Exercise details: Rewrite the data from the line containing "entry: fire truck" through the last line as a numbered list with one line per item, leaving out any blank lines.
_ _ _
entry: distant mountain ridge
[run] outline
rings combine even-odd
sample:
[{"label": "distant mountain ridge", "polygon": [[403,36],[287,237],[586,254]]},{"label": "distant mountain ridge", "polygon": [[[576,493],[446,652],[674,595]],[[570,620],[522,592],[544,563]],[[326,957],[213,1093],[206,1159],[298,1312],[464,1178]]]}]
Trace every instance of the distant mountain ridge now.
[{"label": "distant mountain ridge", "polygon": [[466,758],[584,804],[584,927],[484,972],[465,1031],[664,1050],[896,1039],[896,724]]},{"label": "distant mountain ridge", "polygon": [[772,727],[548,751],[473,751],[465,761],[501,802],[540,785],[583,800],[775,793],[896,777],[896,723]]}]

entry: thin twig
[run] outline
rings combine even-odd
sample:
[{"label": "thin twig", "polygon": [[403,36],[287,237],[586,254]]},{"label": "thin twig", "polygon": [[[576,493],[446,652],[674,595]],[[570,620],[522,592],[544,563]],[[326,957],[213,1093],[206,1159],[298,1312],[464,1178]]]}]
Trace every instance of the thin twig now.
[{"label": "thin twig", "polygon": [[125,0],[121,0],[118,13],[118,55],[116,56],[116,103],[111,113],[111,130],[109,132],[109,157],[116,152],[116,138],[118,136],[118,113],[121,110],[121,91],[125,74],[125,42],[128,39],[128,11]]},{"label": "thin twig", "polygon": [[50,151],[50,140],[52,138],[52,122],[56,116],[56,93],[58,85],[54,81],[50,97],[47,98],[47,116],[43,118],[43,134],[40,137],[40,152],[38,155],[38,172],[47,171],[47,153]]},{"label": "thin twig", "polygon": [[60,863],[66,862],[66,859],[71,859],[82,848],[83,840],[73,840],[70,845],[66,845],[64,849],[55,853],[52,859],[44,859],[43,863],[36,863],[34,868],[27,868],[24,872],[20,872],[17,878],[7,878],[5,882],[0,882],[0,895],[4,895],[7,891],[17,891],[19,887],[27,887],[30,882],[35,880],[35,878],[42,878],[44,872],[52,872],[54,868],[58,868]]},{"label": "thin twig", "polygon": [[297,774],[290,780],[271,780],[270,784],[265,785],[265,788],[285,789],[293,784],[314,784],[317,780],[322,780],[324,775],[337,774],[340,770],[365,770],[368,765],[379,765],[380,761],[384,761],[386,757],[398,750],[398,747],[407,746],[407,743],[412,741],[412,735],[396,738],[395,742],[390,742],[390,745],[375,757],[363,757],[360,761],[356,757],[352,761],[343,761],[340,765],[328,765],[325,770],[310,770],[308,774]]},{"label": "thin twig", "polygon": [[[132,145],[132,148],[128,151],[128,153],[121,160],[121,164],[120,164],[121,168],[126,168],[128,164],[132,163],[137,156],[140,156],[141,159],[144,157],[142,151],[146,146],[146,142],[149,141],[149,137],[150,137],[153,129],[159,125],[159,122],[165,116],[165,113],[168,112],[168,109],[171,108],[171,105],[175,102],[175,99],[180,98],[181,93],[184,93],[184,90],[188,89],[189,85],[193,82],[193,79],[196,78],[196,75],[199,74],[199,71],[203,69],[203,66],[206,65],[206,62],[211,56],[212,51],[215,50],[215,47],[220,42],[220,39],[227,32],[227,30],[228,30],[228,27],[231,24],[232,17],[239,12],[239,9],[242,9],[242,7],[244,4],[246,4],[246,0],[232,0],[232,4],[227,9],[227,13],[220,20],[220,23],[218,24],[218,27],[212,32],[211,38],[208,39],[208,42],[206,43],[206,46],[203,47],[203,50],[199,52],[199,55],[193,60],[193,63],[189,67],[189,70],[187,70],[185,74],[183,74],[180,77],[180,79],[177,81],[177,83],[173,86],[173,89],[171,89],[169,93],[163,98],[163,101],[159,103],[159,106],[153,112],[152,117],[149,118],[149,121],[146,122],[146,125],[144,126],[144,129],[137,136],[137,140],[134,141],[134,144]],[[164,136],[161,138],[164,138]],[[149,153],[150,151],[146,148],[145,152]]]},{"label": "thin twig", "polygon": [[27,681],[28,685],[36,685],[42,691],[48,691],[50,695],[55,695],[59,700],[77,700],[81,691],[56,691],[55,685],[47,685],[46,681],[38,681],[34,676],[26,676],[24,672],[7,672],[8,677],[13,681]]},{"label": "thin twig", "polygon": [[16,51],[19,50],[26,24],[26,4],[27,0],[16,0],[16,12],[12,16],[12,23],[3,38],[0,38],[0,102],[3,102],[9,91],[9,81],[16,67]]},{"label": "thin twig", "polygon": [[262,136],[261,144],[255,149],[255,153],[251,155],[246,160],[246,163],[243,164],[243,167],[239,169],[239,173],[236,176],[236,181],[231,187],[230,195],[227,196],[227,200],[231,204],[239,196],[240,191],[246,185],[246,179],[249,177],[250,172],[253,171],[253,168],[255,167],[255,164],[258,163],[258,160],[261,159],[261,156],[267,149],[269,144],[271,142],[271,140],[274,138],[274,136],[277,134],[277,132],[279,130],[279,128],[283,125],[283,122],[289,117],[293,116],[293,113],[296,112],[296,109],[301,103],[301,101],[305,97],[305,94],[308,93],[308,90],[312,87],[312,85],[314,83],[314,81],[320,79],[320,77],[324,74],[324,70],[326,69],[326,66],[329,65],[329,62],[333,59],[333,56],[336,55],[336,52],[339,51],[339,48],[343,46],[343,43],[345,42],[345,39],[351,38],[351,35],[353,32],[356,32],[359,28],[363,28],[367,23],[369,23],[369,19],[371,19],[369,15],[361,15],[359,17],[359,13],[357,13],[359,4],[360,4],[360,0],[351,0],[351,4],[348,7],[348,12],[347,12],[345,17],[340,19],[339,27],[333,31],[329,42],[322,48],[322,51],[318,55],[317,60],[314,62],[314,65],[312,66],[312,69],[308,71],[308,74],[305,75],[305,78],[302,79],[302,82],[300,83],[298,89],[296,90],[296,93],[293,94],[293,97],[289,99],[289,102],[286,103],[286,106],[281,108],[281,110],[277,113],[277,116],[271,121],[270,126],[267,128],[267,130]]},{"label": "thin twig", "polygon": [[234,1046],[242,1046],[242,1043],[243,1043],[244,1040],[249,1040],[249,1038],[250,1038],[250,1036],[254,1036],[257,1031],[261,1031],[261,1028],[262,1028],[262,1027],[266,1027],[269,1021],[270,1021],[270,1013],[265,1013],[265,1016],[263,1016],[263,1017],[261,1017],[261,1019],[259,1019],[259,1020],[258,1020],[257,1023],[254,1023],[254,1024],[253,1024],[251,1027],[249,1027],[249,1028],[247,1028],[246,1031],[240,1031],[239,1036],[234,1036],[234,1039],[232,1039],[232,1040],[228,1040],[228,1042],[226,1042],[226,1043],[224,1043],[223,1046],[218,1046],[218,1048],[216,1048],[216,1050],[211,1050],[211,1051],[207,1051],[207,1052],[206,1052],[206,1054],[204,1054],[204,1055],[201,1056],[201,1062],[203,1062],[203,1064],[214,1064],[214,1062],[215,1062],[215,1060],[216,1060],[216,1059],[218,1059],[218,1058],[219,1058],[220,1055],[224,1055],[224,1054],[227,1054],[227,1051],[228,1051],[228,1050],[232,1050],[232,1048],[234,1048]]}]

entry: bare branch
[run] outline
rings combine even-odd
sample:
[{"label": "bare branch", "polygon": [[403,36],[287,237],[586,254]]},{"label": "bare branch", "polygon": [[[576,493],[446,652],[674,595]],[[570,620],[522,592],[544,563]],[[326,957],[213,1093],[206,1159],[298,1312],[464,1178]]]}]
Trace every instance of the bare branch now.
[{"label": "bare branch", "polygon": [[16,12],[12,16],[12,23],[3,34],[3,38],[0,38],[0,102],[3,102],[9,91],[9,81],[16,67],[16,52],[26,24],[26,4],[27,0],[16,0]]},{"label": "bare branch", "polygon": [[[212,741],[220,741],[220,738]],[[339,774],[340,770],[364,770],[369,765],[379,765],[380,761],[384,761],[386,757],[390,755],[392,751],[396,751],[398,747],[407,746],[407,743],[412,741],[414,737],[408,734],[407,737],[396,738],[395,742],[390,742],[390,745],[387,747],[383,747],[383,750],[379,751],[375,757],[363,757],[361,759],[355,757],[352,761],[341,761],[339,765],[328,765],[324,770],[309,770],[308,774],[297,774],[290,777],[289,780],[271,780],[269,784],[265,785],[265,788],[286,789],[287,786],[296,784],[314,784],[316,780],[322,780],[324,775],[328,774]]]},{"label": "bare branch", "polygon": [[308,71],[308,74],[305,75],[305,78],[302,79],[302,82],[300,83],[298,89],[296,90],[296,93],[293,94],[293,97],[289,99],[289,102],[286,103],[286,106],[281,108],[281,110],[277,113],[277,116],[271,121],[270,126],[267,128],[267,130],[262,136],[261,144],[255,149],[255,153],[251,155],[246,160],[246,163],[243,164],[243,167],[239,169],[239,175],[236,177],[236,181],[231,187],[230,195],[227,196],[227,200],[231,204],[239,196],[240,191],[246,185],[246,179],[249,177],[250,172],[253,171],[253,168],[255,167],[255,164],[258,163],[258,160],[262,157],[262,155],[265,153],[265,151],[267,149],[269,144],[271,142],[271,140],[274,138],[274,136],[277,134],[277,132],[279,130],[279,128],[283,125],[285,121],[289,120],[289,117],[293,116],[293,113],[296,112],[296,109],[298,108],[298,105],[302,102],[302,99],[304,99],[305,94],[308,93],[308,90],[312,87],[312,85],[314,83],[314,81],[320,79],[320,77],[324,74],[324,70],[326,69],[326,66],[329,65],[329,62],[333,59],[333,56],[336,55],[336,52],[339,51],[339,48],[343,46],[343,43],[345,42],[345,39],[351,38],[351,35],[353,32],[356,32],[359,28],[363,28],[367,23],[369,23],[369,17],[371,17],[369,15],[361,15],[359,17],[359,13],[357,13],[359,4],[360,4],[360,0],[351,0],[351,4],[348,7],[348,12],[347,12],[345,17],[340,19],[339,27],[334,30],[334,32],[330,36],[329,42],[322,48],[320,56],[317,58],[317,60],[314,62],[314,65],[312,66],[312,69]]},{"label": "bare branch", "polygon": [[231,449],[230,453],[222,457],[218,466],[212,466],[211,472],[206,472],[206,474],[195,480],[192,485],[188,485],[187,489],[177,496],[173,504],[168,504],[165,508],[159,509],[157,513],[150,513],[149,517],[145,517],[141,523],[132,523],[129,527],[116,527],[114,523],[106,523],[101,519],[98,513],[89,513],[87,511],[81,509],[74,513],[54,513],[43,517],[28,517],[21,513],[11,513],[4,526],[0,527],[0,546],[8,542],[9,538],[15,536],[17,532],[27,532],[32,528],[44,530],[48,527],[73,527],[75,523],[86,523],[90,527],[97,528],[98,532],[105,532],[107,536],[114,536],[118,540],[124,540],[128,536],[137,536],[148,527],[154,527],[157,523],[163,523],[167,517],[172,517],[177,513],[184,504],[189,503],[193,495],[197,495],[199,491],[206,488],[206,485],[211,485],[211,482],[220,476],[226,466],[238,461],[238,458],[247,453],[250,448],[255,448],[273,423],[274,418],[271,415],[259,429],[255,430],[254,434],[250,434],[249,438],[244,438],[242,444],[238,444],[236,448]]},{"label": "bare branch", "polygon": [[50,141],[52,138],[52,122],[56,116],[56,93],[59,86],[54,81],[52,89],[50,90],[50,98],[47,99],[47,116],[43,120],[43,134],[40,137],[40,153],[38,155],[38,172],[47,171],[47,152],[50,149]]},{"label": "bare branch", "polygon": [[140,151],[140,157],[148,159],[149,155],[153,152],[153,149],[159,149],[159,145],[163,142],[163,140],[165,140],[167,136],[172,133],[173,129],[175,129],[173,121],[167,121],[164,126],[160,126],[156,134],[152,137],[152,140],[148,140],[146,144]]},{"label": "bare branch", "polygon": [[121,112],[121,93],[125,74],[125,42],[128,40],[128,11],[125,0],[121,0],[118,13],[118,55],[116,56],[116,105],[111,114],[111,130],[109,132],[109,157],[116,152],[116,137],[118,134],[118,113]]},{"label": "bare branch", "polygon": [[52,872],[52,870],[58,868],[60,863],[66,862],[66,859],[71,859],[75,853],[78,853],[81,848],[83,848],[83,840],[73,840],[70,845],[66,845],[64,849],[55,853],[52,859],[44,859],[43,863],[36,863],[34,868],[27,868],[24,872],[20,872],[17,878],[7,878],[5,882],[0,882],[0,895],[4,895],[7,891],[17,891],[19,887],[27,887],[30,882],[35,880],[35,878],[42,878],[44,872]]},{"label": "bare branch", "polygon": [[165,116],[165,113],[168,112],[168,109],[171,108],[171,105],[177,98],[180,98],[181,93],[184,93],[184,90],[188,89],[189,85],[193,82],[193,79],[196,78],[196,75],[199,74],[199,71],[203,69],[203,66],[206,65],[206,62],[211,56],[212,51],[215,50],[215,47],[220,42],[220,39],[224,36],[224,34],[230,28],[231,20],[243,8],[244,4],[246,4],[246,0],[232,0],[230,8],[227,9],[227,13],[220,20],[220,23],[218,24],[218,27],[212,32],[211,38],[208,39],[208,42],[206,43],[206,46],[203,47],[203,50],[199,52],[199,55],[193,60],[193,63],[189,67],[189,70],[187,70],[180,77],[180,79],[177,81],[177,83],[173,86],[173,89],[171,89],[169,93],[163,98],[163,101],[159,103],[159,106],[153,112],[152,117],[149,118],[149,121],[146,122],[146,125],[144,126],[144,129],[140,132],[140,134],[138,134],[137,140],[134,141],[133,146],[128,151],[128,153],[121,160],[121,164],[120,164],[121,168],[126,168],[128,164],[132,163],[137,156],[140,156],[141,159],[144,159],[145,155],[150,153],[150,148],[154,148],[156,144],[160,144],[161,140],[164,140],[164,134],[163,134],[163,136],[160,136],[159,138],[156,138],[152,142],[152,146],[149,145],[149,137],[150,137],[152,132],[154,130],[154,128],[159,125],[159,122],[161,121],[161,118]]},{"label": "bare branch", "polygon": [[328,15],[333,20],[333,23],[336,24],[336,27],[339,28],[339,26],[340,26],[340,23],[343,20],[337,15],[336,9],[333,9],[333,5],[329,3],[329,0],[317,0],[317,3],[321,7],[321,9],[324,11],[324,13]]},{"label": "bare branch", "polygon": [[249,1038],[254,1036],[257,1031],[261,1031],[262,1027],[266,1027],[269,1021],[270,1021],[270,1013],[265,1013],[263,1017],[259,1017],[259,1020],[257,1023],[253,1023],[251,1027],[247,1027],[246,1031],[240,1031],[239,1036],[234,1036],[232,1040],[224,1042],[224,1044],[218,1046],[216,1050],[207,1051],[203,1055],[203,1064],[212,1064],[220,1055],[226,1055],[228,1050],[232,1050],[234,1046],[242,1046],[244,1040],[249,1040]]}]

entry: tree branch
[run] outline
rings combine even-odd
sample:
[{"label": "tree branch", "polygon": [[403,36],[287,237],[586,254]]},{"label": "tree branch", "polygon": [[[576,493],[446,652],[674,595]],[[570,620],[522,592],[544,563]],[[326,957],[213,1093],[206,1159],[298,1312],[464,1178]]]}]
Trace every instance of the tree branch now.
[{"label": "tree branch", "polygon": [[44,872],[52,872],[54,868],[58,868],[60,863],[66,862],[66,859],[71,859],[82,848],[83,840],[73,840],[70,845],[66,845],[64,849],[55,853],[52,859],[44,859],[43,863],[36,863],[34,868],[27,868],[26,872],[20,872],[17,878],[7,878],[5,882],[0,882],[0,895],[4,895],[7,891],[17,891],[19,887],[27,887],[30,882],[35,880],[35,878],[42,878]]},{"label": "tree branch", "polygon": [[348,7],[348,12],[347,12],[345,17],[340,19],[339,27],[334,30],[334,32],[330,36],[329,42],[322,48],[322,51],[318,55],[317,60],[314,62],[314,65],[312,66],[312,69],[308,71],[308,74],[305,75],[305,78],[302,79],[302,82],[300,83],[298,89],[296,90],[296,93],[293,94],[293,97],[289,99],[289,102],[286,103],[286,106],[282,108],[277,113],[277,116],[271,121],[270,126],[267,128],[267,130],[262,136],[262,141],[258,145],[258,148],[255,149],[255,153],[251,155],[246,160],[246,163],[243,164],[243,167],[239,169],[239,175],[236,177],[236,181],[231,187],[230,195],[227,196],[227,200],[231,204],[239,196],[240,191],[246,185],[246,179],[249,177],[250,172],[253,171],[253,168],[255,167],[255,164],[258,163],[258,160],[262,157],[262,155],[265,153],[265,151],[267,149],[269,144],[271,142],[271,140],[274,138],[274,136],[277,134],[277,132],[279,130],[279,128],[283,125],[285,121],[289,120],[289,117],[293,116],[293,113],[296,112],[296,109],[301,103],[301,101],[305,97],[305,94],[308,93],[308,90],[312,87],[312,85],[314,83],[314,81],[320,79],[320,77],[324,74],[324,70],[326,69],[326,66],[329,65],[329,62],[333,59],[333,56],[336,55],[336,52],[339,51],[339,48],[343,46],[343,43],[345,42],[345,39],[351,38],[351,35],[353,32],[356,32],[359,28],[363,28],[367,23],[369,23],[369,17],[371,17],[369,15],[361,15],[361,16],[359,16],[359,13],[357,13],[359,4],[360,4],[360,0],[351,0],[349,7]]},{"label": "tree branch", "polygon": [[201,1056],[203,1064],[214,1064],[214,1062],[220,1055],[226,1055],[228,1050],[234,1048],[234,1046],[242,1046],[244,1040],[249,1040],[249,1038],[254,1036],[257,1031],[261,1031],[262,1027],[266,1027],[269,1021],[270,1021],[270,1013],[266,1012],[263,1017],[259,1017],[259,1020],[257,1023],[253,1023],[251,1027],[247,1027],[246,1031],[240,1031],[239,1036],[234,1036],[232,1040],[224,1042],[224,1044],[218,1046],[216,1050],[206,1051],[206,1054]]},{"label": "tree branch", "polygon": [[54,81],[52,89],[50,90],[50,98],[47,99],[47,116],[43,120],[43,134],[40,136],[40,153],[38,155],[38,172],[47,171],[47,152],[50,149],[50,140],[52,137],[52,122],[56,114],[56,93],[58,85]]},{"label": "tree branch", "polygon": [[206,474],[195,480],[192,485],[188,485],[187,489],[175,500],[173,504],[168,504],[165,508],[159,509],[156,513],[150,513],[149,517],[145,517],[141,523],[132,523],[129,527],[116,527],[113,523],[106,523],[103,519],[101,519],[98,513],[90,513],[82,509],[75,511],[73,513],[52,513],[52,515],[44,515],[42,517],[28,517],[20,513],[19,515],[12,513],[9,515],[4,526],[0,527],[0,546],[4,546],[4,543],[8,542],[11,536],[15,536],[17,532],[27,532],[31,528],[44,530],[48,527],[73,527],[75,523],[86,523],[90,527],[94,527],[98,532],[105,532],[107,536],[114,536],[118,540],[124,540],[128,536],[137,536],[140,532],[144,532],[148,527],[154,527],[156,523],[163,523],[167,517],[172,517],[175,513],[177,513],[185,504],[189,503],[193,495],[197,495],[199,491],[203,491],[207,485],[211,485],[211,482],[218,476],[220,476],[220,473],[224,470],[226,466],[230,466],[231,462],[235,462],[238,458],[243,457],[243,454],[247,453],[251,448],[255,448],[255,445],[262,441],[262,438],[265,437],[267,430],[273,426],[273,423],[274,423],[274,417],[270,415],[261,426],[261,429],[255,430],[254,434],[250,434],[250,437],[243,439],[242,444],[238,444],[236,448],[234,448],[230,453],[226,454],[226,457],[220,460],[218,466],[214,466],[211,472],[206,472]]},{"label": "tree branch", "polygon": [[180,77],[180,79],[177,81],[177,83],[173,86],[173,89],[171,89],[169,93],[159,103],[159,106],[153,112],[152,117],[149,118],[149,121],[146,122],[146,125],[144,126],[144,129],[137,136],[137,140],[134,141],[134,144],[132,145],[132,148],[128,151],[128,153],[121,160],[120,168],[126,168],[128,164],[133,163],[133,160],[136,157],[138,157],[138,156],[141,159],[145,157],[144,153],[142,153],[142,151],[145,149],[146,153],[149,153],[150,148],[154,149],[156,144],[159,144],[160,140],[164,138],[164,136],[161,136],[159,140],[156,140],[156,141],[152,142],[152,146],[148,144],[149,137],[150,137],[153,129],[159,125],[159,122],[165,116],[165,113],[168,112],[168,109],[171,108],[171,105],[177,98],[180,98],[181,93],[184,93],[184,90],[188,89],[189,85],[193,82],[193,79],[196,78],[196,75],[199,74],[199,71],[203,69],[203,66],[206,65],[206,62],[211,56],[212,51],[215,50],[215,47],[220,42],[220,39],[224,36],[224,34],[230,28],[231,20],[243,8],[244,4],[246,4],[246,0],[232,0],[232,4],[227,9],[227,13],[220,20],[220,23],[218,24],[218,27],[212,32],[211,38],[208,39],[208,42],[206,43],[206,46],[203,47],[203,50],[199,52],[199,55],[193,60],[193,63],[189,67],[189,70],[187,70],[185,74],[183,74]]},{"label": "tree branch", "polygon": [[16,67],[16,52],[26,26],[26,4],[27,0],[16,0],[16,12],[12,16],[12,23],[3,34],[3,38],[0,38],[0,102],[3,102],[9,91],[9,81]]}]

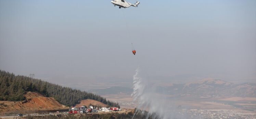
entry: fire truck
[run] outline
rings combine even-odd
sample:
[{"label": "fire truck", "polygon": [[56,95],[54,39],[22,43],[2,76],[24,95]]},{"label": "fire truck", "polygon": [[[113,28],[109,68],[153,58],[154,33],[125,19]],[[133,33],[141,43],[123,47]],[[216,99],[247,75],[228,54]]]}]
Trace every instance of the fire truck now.
[{"label": "fire truck", "polygon": [[72,107],[68,110],[69,114],[76,114],[79,113],[79,109],[76,107]]},{"label": "fire truck", "polygon": [[112,107],[110,108],[110,110],[115,111],[118,111],[118,107]]},{"label": "fire truck", "polygon": [[86,109],[86,113],[91,113],[92,110],[92,109]]}]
_ _ _
Finished exercise:
1. entry: fire truck
2. [run] outline
3. rings combine even-odd
4. sample:
5. [{"label": "fire truck", "polygon": [[56,95],[54,39],[22,43],[2,76],[24,95]]},{"label": "fire truck", "polygon": [[[113,28],[109,68],[153,58],[154,33],[125,19]],[[133,33],[141,43],[123,47]],[[216,99],[247,75],[228,54]]]}]
6. Trace every instance of the fire truck now.
7. [{"label": "fire truck", "polygon": [[72,107],[68,110],[69,114],[76,114],[79,113],[79,109],[76,107]]},{"label": "fire truck", "polygon": [[112,107],[110,108],[110,110],[115,111],[118,111],[118,107]]},{"label": "fire truck", "polygon": [[86,109],[86,113],[91,113],[92,110],[92,109]]}]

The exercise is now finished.